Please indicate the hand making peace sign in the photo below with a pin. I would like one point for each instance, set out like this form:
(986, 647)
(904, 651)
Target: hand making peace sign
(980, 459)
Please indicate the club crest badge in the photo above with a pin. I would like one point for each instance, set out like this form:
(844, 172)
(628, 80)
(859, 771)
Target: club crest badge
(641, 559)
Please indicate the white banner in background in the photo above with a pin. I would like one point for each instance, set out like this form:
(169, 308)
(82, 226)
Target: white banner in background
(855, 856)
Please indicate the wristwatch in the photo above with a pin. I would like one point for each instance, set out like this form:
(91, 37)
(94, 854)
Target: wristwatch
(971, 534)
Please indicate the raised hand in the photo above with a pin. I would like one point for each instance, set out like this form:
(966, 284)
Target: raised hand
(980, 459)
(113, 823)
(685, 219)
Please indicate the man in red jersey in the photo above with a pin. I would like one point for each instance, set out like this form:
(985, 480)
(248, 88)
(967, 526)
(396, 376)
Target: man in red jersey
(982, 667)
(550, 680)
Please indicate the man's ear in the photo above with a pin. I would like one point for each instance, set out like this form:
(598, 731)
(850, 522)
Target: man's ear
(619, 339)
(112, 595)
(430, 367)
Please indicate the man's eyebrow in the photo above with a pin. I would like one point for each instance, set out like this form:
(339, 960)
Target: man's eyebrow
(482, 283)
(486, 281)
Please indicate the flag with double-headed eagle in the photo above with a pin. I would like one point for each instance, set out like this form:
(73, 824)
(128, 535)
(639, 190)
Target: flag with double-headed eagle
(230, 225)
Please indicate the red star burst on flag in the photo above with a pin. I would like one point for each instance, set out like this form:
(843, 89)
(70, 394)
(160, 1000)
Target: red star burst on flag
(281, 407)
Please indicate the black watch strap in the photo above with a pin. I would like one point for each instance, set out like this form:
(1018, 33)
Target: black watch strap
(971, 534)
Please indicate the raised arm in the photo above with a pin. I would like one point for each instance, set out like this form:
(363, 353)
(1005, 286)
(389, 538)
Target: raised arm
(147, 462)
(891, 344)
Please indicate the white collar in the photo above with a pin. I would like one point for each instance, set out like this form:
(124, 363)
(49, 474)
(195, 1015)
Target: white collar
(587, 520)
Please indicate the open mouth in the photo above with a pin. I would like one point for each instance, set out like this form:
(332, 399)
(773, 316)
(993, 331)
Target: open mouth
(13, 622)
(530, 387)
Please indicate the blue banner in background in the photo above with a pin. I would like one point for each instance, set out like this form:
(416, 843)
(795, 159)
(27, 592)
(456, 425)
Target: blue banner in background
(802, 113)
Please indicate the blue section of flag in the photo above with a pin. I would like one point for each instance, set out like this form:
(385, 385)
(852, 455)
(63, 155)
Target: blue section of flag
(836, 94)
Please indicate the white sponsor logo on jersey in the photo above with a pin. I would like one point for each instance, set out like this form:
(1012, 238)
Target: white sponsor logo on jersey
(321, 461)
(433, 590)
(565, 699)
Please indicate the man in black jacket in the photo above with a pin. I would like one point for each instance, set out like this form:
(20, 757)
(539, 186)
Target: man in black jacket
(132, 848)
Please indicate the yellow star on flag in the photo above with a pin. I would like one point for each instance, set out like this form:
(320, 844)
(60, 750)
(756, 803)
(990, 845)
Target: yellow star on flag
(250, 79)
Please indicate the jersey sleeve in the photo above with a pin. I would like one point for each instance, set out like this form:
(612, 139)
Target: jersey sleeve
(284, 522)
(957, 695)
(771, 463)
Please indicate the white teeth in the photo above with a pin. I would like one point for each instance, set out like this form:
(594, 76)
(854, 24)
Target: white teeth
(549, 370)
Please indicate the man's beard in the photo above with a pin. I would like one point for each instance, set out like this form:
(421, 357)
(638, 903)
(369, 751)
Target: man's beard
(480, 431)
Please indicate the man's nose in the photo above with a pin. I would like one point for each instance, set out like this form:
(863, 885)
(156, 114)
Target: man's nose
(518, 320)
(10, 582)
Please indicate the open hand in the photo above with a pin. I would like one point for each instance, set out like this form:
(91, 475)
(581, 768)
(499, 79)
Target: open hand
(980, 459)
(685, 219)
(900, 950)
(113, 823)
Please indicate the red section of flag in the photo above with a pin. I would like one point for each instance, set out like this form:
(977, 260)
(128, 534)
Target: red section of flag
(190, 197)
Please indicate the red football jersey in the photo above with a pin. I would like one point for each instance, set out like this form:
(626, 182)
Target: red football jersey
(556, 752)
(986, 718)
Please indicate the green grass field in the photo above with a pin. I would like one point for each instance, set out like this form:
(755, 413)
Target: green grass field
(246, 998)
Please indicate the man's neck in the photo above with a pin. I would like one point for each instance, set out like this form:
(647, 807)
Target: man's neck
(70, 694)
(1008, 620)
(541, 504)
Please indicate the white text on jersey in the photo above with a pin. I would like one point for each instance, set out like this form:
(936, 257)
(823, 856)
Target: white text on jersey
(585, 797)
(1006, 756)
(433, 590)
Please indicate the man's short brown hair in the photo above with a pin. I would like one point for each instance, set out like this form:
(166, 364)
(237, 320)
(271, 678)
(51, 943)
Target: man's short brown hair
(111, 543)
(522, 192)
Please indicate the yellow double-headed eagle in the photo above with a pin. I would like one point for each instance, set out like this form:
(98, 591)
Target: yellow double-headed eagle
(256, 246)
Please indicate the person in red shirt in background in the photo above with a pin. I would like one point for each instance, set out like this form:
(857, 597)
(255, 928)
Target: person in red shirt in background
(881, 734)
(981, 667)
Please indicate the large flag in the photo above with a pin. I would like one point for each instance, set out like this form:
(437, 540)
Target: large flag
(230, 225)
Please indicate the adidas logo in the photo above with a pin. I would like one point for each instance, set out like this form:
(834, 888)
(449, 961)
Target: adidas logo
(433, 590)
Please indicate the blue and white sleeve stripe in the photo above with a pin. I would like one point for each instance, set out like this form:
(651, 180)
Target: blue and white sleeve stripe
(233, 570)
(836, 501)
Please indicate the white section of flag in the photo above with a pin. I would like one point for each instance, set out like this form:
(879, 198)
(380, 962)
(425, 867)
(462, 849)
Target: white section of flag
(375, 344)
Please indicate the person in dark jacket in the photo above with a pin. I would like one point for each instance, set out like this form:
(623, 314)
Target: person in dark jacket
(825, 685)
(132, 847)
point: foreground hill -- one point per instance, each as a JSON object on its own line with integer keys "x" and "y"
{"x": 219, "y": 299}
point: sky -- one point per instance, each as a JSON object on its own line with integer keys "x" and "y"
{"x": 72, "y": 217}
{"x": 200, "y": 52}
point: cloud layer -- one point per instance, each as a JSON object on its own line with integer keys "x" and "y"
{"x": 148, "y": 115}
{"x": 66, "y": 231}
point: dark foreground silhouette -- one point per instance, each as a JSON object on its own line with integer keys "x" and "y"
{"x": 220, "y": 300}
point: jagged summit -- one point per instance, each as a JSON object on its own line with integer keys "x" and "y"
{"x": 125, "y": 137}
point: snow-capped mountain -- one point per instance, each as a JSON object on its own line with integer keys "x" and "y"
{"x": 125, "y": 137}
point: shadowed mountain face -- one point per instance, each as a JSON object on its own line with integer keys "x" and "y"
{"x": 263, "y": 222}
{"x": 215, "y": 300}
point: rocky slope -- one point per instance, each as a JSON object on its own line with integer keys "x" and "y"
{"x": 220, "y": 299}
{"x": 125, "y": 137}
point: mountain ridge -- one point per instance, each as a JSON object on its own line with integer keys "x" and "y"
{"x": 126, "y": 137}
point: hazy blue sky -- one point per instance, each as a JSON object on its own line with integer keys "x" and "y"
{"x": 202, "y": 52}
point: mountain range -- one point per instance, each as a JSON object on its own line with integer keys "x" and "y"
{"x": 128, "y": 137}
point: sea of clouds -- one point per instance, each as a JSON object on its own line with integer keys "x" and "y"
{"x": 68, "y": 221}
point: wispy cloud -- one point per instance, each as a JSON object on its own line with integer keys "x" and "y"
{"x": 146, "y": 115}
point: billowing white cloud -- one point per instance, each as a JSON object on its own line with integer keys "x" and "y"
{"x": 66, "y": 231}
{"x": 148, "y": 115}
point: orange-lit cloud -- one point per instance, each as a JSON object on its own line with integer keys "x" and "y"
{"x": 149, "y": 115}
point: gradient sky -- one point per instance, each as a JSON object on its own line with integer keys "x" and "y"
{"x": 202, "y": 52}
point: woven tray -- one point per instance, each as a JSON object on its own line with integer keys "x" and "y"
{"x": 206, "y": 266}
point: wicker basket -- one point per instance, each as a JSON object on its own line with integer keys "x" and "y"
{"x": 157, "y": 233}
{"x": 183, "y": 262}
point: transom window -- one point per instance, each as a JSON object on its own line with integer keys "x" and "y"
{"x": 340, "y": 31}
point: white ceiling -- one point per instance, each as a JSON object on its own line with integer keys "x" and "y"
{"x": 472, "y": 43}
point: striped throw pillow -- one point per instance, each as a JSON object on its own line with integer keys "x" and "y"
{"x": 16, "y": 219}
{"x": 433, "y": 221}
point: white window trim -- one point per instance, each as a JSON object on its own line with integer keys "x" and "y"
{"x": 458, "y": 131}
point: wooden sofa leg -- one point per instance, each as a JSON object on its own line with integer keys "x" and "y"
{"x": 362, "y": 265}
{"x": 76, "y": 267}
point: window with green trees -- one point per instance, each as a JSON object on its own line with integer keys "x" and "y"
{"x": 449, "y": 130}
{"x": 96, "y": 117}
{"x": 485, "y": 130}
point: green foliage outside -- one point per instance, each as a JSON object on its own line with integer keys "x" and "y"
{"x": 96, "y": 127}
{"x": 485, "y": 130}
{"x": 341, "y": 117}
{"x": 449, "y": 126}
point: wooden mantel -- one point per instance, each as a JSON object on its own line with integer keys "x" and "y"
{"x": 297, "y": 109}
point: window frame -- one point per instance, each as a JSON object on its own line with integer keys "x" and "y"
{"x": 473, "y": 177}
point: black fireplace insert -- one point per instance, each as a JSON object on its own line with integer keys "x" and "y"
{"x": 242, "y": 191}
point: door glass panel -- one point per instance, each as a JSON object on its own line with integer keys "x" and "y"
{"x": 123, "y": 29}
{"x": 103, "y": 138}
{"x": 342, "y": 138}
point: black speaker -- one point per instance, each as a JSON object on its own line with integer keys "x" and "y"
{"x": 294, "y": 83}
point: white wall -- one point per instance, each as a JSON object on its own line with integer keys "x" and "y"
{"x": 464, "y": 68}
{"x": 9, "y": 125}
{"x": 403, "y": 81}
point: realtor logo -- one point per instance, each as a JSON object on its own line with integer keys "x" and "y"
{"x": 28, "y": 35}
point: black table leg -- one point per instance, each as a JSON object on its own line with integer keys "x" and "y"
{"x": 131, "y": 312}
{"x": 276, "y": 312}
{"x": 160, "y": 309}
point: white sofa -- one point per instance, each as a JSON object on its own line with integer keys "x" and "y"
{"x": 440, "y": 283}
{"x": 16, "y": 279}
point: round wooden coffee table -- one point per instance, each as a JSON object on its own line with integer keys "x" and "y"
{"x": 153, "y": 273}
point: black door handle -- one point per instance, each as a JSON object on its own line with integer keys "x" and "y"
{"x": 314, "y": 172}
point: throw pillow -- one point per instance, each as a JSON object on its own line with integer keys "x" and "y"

Problem to solve: Every line from the line containing "Target: open hand" through the line containing "Please indicate the red football" in the records above must be retyped exactly. Leave out the rest.

Your response:
Target: open hand
(980, 459)
(685, 219)
(900, 950)
(113, 823)
Please indicate the red section of flag in the photo above with a pin. I would like one point for each instance, set out like this form:
(977, 260)
(128, 534)
Target: red section of flag
(190, 197)
Please indicate the red football jersey in the photo above with a pin. I would like one point for each instance, set out like this form:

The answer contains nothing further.